To do »
Substitute "widest part" for every occurrence of "thickest part" in the records below, leaving everything else unchanged. Give all the records again without the pictures.

Supplied information »

[Begin]

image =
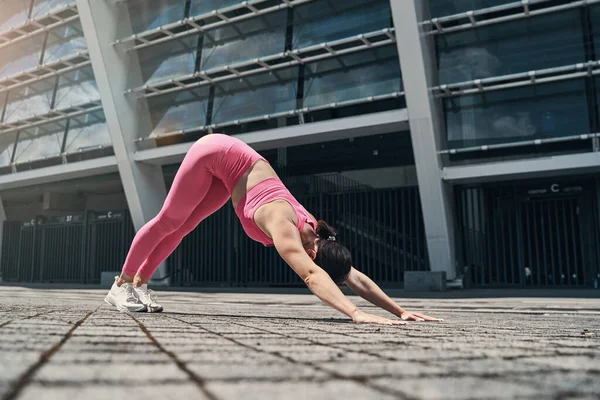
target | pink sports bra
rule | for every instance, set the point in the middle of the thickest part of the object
(269, 190)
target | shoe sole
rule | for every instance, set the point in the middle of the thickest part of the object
(108, 300)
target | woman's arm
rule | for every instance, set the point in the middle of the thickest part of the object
(363, 286)
(289, 245)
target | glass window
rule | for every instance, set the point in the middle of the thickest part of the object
(40, 142)
(7, 146)
(27, 101)
(41, 7)
(526, 113)
(325, 21)
(255, 96)
(168, 60)
(87, 132)
(524, 45)
(21, 56)
(178, 111)
(14, 13)
(257, 37)
(146, 15)
(354, 76)
(63, 42)
(442, 8)
(76, 87)
(200, 7)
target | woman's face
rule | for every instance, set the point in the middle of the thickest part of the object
(311, 246)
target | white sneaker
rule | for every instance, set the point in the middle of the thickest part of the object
(148, 297)
(124, 298)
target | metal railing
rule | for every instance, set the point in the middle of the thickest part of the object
(51, 116)
(475, 86)
(508, 12)
(270, 63)
(38, 25)
(201, 23)
(41, 72)
(522, 143)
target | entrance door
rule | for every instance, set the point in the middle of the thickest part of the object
(553, 250)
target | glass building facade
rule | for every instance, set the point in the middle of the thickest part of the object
(100, 100)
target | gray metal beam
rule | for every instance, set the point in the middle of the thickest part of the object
(57, 173)
(571, 164)
(364, 125)
(417, 61)
(104, 22)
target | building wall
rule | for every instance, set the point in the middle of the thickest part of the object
(515, 84)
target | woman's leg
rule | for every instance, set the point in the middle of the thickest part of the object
(191, 185)
(216, 198)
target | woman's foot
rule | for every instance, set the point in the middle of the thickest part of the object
(148, 297)
(124, 297)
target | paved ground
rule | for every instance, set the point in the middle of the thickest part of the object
(59, 344)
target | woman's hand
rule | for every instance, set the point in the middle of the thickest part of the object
(408, 316)
(363, 318)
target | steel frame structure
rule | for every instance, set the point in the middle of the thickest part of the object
(201, 23)
(40, 24)
(270, 63)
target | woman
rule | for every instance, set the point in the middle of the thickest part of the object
(220, 167)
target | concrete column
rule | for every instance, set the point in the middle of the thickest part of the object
(418, 64)
(115, 69)
(2, 219)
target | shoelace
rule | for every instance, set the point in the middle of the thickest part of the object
(131, 296)
(149, 293)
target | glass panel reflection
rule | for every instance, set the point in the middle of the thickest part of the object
(178, 111)
(353, 76)
(76, 87)
(168, 60)
(21, 56)
(257, 37)
(441, 8)
(519, 46)
(87, 132)
(146, 15)
(255, 96)
(13, 13)
(532, 112)
(7, 146)
(64, 41)
(40, 142)
(27, 101)
(325, 21)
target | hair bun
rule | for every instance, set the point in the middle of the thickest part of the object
(325, 232)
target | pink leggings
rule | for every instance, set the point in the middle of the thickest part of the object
(195, 194)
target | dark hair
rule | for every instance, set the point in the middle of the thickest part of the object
(334, 258)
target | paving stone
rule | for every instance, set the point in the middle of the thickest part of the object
(293, 346)
(14, 363)
(113, 373)
(146, 391)
(300, 390)
(271, 371)
(459, 388)
(563, 382)
(591, 364)
(380, 368)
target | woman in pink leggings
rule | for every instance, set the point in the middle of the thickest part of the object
(218, 168)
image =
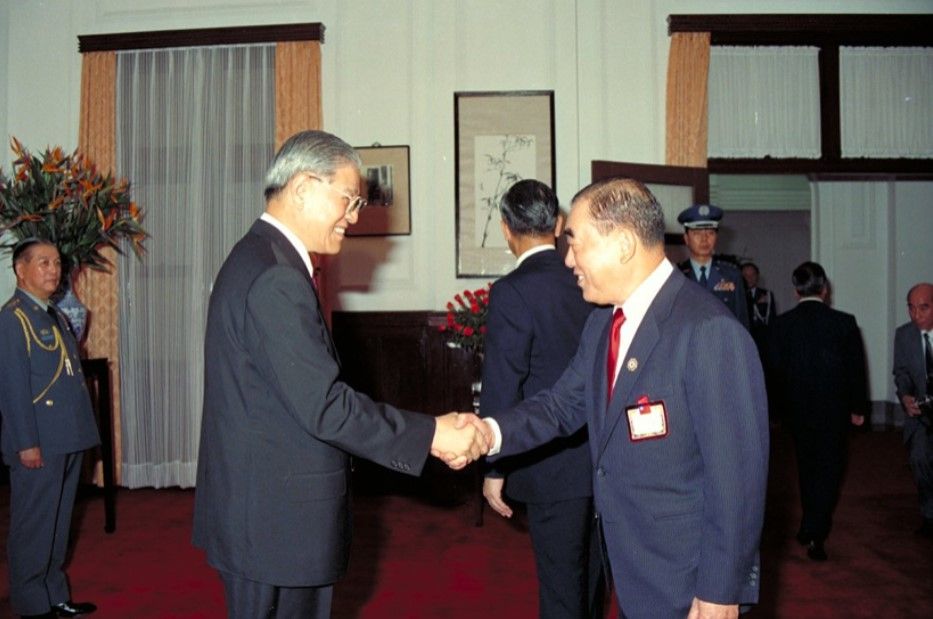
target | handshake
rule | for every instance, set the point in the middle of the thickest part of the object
(461, 438)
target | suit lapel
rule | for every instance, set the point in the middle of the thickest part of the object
(285, 253)
(636, 359)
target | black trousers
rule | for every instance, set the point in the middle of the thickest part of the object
(248, 599)
(821, 460)
(567, 557)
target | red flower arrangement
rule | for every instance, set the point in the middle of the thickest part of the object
(466, 319)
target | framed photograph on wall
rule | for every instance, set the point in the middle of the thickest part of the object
(384, 182)
(500, 138)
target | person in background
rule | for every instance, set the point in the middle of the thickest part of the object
(671, 388)
(536, 314)
(48, 422)
(817, 360)
(271, 506)
(760, 304)
(913, 379)
(701, 228)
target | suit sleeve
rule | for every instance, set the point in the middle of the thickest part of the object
(903, 377)
(856, 366)
(554, 412)
(19, 415)
(730, 420)
(285, 329)
(741, 305)
(509, 338)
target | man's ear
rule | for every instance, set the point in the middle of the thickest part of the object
(298, 187)
(559, 227)
(627, 244)
(506, 232)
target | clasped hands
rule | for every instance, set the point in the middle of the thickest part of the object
(460, 438)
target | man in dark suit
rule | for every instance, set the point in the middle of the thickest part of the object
(536, 314)
(721, 278)
(271, 506)
(913, 377)
(760, 304)
(679, 446)
(47, 423)
(818, 364)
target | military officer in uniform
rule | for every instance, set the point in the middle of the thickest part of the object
(701, 225)
(47, 424)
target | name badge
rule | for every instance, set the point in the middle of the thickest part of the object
(646, 420)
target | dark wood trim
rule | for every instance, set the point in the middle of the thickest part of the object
(810, 29)
(916, 169)
(236, 35)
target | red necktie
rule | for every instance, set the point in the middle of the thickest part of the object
(617, 319)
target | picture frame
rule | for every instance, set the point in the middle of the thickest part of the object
(385, 183)
(499, 139)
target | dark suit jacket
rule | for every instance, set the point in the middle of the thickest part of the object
(681, 514)
(536, 315)
(909, 370)
(818, 360)
(272, 489)
(42, 403)
(726, 283)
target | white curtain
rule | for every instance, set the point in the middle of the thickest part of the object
(195, 130)
(764, 101)
(886, 102)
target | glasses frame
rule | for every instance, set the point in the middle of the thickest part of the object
(355, 204)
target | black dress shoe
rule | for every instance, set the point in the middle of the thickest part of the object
(816, 552)
(74, 609)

[End]

Worked solution »
image =
target | pink sports bra
rule | for every instance, set the point in the middle of the widest part of the object
(269, 190)
target | shoe sole
rule | for every instance, set the point in the middle of the widest part of the object
(108, 300)
target | woman's arm
rule | for every instance, set the point in the middle of the widest part of the object
(363, 286)
(289, 245)
target | glass window
rule | for every instance, set the point in the middle of the widest part of the object
(40, 142)
(7, 146)
(27, 101)
(41, 7)
(526, 113)
(325, 21)
(255, 96)
(168, 60)
(87, 132)
(524, 45)
(21, 56)
(178, 111)
(14, 13)
(257, 37)
(146, 15)
(354, 76)
(63, 42)
(442, 8)
(76, 87)
(200, 7)
target | woman's face
rule | for every instance, set the point in the middle of the widest part of the object
(311, 246)
target | white sneaker
rule | for every instance, set the point in the middle of the widest part of the object
(148, 297)
(124, 298)
target | metal railing
rule | for every instance, set the point in the middle of the widest part of the object
(51, 116)
(475, 86)
(508, 12)
(270, 63)
(38, 25)
(201, 23)
(41, 72)
(522, 143)
target | entrance door
rule | for every instance, set the point in the middle of the widest part of the object
(553, 250)
target | glass building facade
rule | for every instance, set the point in the middle of the widest part of the object
(100, 100)
target | gray metal beam
rule | for every instance, set the point in the middle of the widest part of the object
(57, 173)
(571, 164)
(364, 125)
(417, 61)
(104, 22)
target | building wall
rule | for every instance, set the point in the middle of the widest part of the object
(515, 84)
target | woman's leg
rule | for every instance, set the point in the middle of the widest part of the object
(191, 185)
(216, 198)
target | woman's foot
rule | for every instance, set the point in the middle of the widest part of the object
(148, 297)
(124, 297)
target | paved ground
rule | for every instance, set the point in the middle of the widest part of the object
(59, 344)
target | woman's hand
rule | for every instance, set the point in the middle of the widest part of the object
(408, 316)
(363, 318)
target | steel frame structure
rule | for every instance, set the point in the middle of the widest part of the object
(201, 23)
(40, 24)
(270, 63)
target | woman
rule | for every instance, set the point in the middle of the widest part of the object
(220, 167)
target | concrete column
rule | for every instance, set the point in the middle of the widest part of the object
(418, 64)
(115, 69)
(2, 219)
target | shoelace
rule | for every instance, set the point in the middle of the widest part of the object
(131, 296)
(149, 293)
target | glass panel reflection
rule | for every instance, set the point in the middle of the widest part of the object
(178, 111)
(353, 76)
(76, 87)
(168, 60)
(21, 56)
(257, 37)
(441, 8)
(519, 46)
(87, 132)
(146, 15)
(255, 96)
(13, 13)
(532, 112)
(7, 146)
(64, 41)
(40, 142)
(27, 101)
(325, 21)
target | hair bun
rule | for every instance, set the point in the middle of the widest part of the object
(325, 232)
target | pink leggings
rule | for every instance, set the point in the middle of the widest part of the object
(195, 194)
target | dark hair
rule | for every instance, set the point in the middle of the widest part of the object
(334, 258)
target | paving stone
rule | for every instance, set the point in the middle of the widest part of the object
(293, 346)
(14, 363)
(113, 373)
(146, 391)
(300, 390)
(271, 371)
(459, 388)
(563, 382)
(591, 364)
(380, 368)
target | woman in pink leggings
rule | for every instance, set the point in the middle of the widest part of the object
(218, 168)
image =
target | handshake
rule | for every instance, set the point in the middle of the widest part of the object
(461, 438)
target | suit lapel
rule | for every instance, set the point in the middle of the widest part of the object
(285, 253)
(636, 359)
target | black trousers
rule | for every instance, set the point in the middle of the widest part of the object
(248, 599)
(821, 460)
(567, 557)
target | red flower arrangement
rule | for every instance, set the point in the middle of the widest part of the object
(466, 319)
target | framed photograph on wall
rule | for every instance, set the point in the middle of the widest part of the object
(384, 182)
(500, 138)
target | person in background
rule | for every instance, set the point in the middle of the widest part of the object
(671, 388)
(536, 314)
(48, 422)
(817, 360)
(271, 506)
(760, 304)
(913, 379)
(701, 228)
target | suit sleeve
rule | for every instance, set the point in the middle of the widest part of the object
(903, 377)
(856, 366)
(554, 412)
(19, 415)
(730, 420)
(285, 329)
(741, 305)
(509, 338)
target | man's ear
rule | for every instance, set the point in the middle of the widest part of the object
(298, 187)
(559, 227)
(627, 244)
(506, 232)
target | clasped hands
rule | for every instance, set the point in the middle of the widest part of the object
(460, 438)
target | man in dark suit
rule | for every instance, set the point in the middle of the widest part of the object
(536, 314)
(721, 278)
(271, 506)
(913, 377)
(760, 304)
(679, 446)
(47, 423)
(818, 364)
target | military officer in uniform
rule | for every instance, set the point in the middle of the widest part of the object
(701, 225)
(47, 424)
target | name badge
rule | for every instance, set the point in the middle of the widest part of the object
(646, 420)
target | dark wood trim
rule | for every instance, set the point in the middle of the widest part of the object
(810, 29)
(916, 169)
(236, 35)
target | red necktie
rule | for every instance, set the point in the middle of the widest part of the object
(617, 319)
target | picture frame
rule | for every instance, set the point in the middle of the widest part of the object
(385, 183)
(499, 139)
target | dark suit jacket
rule | for every instance, set the point in the middle of the widest part of the object
(681, 514)
(536, 315)
(909, 370)
(818, 360)
(272, 489)
(42, 403)
(726, 283)
target | white curtain
rule | for every instance, set the point in the middle of the widest part of the object
(195, 130)
(764, 101)
(886, 102)
target | glasses frame
rule | for every instance, set the point in the middle of the widest part of the object
(355, 204)
target | black dress shoe
rule | for every instance, set the point in the middle of the widest part of the object
(816, 552)
(74, 609)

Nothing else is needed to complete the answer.